§ **PROBLEM DESCRIPTION**:
Can you give the stretch of the data below from the line containing "Practice. Find the blue number" through the line containing "point(516, 305)" as a numbered list, skipping any blank lines?

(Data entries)
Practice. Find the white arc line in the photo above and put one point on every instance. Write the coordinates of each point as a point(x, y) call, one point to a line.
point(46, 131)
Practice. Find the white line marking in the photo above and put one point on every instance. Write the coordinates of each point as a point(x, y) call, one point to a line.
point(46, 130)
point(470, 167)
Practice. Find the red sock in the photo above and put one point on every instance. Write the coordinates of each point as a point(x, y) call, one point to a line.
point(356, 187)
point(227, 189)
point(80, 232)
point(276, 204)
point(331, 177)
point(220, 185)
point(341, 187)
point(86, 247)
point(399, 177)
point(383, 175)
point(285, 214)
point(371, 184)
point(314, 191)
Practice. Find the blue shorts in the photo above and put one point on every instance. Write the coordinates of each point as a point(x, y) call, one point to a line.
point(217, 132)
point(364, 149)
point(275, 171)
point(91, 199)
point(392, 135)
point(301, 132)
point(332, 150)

--

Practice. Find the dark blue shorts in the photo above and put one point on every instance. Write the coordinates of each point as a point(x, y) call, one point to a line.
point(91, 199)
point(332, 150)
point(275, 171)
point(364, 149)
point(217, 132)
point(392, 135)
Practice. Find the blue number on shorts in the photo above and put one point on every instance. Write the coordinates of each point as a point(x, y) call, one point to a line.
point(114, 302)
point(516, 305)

§ **ANSWER TO THIS EXERCISE**:
1. Practice. Find the blue number on shorts in the photo above and put one point on every instance. Write the coordinates of each point as a point(x, y) call, one point to a line.
2. point(114, 302)
3. point(516, 305)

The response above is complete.